_Task item_
Reproduce the records below exactly as they appear, omitting any pictures they contain.
----- Supplied records -----
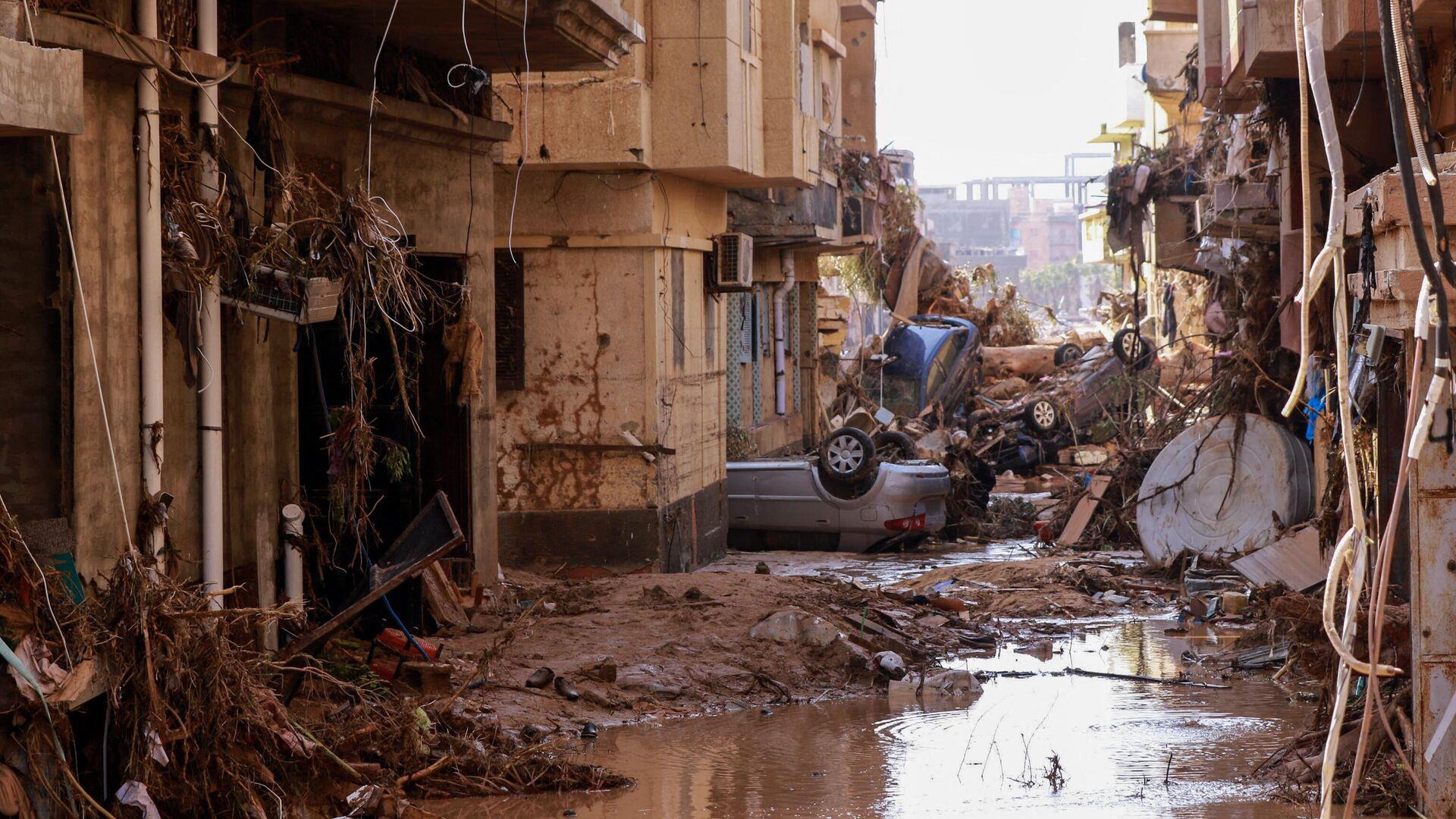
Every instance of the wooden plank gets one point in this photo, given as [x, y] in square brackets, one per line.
[405, 558]
[1082, 515]
[1293, 560]
[441, 596]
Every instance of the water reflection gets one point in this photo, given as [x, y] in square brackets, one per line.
[1126, 748]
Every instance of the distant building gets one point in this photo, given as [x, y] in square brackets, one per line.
[1001, 221]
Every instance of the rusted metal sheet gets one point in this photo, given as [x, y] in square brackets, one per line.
[1433, 608]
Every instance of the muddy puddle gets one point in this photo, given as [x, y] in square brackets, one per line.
[1125, 748]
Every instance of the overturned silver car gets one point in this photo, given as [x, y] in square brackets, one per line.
[843, 499]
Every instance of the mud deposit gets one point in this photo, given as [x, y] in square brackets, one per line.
[1125, 748]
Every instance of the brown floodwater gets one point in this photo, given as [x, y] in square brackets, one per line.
[1126, 749]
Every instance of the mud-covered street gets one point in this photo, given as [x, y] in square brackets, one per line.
[727, 409]
[695, 722]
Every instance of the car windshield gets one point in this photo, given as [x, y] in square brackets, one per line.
[900, 395]
[943, 363]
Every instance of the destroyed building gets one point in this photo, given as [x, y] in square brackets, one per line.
[688, 194]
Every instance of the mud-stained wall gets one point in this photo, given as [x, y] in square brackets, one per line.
[102, 184]
[692, 388]
[858, 85]
[443, 197]
[620, 335]
[585, 381]
[582, 118]
[441, 187]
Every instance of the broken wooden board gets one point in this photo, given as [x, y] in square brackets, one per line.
[428, 538]
[1082, 515]
[1293, 560]
[1087, 455]
[441, 596]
-----
_Completed exercise_
Every instance of the wooden plank gets one point in this photo, given as [x, y] in square brackets, one per line.
[405, 558]
[1082, 515]
[1293, 560]
[441, 596]
Every instance of the water reflection gets one point in this photo, given as [x, y] in square brackets, one per line.
[1126, 748]
Every instance of the distant building gets one point in this photo, given as [x, y] in square brackets, one per line.
[1001, 221]
Every instance of the rusted metal sheet gets one point in this photo, given as [x, y] in square brackets, one per line.
[1433, 608]
Every instance of the muddy puddle gets one point in this photo, given as [x, y] in square brackets, one per line.
[1125, 748]
Every instance of the overturned silver car gets one point in this photo, given as [x, y] in square brackets, one per line.
[843, 499]
Every instance of the mud deposit gets one point in this photo, given as [x, y] in square brackets, one per line.
[1125, 748]
Every instance of the brown floodwater gets one point in this photo, given as [x, y] in square brackets, one per line.
[1126, 749]
Every instance of the mud-covered street gets one point in this photo, given as [x, y] in square brackets, one per line.
[727, 409]
[695, 722]
Every instance of the car windshield gets one point in this photo, given as [x, y] in square brackets, one per line.
[900, 395]
[943, 363]
Every instance of the destroyed building gets one point in this photo, given as [x, y] in square brackets, one per line.
[688, 194]
Every instance of the mud-stained wall gets one point in this photo, given as [x, y] in square brackets, one per line.
[102, 184]
[692, 388]
[858, 85]
[443, 197]
[620, 335]
[585, 381]
[582, 118]
[441, 187]
Every instance of the broken wooden board gets one point in this photo, given as [x, y] in square brackets, one per line.
[428, 538]
[1082, 515]
[1293, 560]
[1087, 455]
[441, 596]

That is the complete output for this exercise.